-- Wat te doen --
[1] Bepaal in hoeveel regels van de records het woord "query" voorkomt, waarbij hoofdletters en kleine letters verschillend tellen. Geef alleen het aantal.
[2] Schrijf de tekst over het boek over schepping en evolutie alstublieft verder, te beginnen na de laatste zin.

-- Aangeleverde tekst --
Tekst: Jacco Stijkel
Eind augustus 2018 verscheen Pauls boek ‘Oorspronkelijk, overwegingen bij schepping en evolutie’. “Mensen vragen regelmatig hoe lang ik aan het boek heb gewerkt. Eigenlijk twee jaar, maar ik ben al vijftig jaar met dit onderwerp bezig. Ik kom uit een orthodox milieu en op de middelbare school kwam ik voor het eerst echt andere zienswijzen tegen. De vragen rond geloof en wetenschap fascineerden mij. Ik was zeventien toen ik Theologie ging studeren aan de Rijksuniversiteit Leiden. Op die universiteit waren de evolutietheorie en Schriftkritiek volkomen geaccepteerd. Persoonlijk geloof en wetenschap waren strikt gescheiden werelden. Ik kwam erdoor in verwarring: als de evolutietheorie waar is, wat zegt dat dan over bijvoorbeeld de betrouwbaarheid van de Bijbel? En: wie is God? Vanwege zulke vragen ben ik mij steeds meer op de Bijbeluitleg gaan richten..”

[Aanwijsitems voor benoemde objecten]
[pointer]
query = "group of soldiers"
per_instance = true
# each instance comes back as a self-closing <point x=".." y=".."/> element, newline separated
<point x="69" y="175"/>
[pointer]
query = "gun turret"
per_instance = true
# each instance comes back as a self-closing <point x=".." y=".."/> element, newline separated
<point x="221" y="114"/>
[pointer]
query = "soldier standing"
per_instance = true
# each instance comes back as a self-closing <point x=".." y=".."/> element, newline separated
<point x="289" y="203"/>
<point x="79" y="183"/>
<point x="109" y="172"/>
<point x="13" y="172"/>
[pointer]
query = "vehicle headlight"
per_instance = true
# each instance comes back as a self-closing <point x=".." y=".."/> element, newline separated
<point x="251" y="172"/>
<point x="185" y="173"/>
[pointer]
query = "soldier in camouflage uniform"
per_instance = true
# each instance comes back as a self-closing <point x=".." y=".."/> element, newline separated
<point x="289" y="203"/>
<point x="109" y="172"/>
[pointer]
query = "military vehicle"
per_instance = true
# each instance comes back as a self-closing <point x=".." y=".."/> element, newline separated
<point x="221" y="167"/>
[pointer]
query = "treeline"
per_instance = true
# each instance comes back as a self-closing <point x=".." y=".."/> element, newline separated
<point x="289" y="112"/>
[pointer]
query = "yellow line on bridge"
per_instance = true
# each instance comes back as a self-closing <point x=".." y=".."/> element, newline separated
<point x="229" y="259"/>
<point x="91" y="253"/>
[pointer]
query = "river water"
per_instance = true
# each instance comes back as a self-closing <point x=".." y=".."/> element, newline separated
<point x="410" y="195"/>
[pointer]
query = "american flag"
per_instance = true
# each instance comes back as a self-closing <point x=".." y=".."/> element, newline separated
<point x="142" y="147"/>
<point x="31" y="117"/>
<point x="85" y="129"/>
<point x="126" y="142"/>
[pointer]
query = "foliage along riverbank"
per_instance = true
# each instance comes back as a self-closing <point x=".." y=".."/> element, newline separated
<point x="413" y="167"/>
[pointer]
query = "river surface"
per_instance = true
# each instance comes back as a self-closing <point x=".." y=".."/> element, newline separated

-- Uitwerkingen oefening --
[1] 12

[2]
Na zijn studie ging Paul aan de Evangelische Hogeschool werken, om les te geven over de relatie geloof en wetenschap. Na een periode van predikantschap werd Paul docent aan de Christelijke Hogeschool Ede (CHE). “In 2009, het Darwinjaar, laaide de discussie rond schepping en evolutie weer helemaal op. “Ik werd veel gevraagd om mijn mening te geven, net als bijvoorbeeld mensen als Gijsbert van den Brink en Cees Dekker. Van het één kwam het ander en twee jaar terug ben ik gevraagd om een boek over schepping en evolutie te schrijven.”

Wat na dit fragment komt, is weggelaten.